▸ Records to process
┏━━

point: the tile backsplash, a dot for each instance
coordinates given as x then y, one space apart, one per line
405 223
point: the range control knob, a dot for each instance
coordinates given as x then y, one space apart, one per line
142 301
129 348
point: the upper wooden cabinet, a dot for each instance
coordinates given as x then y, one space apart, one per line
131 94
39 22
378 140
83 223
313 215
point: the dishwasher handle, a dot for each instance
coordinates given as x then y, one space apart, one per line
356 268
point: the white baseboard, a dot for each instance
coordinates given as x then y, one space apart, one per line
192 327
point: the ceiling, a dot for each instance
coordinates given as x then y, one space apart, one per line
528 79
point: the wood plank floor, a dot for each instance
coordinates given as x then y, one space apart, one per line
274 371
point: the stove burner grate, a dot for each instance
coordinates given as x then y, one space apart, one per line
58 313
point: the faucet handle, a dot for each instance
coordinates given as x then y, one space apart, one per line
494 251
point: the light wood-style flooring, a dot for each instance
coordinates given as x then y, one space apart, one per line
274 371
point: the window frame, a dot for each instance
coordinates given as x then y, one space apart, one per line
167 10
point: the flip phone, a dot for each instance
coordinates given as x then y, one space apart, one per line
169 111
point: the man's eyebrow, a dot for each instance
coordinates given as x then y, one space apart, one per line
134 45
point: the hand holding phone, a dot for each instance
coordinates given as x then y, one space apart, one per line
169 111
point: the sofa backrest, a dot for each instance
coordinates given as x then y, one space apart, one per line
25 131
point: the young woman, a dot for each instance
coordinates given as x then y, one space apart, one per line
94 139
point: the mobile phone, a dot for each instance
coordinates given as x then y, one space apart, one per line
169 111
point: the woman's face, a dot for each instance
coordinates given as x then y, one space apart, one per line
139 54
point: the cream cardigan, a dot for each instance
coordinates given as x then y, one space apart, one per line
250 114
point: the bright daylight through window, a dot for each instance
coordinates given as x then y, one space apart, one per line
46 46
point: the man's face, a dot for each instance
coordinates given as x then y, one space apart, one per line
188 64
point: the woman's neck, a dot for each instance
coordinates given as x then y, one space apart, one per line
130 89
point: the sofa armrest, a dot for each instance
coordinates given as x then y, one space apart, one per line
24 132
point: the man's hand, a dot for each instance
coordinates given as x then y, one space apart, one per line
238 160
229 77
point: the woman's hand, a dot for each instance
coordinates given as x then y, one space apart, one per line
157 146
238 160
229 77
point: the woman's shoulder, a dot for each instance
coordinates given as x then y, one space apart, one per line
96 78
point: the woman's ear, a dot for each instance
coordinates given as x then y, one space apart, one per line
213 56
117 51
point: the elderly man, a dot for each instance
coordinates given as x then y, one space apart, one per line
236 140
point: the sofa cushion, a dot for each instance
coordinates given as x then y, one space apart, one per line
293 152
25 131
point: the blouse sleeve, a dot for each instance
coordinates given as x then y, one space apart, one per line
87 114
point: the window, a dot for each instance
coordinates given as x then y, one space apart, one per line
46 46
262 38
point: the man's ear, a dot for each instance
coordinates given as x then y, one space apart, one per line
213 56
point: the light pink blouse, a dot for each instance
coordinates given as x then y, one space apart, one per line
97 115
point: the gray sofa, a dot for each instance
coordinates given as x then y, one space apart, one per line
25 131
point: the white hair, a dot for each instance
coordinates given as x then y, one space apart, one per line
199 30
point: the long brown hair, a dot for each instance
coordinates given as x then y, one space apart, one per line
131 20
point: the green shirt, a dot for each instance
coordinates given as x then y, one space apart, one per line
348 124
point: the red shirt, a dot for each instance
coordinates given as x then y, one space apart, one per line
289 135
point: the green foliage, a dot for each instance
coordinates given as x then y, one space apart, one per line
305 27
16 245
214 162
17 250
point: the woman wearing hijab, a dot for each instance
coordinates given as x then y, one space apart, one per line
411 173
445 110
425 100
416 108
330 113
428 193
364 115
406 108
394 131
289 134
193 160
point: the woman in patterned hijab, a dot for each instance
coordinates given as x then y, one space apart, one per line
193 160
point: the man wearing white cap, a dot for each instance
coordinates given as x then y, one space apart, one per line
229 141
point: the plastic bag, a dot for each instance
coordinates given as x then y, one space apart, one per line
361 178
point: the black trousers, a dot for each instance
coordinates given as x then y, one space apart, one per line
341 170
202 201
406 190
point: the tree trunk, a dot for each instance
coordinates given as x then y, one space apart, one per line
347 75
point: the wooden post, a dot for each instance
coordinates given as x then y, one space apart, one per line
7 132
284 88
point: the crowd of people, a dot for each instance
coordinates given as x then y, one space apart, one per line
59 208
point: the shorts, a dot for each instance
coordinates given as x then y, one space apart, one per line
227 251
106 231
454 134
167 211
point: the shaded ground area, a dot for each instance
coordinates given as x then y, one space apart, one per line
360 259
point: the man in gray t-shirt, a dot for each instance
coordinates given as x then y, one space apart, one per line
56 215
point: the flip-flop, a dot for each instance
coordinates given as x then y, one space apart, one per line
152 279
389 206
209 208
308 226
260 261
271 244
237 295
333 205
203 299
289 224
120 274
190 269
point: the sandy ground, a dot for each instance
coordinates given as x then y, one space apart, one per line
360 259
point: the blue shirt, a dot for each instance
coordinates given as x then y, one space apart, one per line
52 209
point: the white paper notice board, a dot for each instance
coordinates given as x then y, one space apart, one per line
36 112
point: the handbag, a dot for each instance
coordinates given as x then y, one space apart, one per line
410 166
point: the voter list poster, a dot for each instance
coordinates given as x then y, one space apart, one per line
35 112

┗━━

▸ Your assignment
Anywhere the listing shows the word "window", copy the full line.

▸ Response
point: the window frame, a dot for each instance
point: the bright daylight through window, a dot for each instance
point: the window, a dot for each instance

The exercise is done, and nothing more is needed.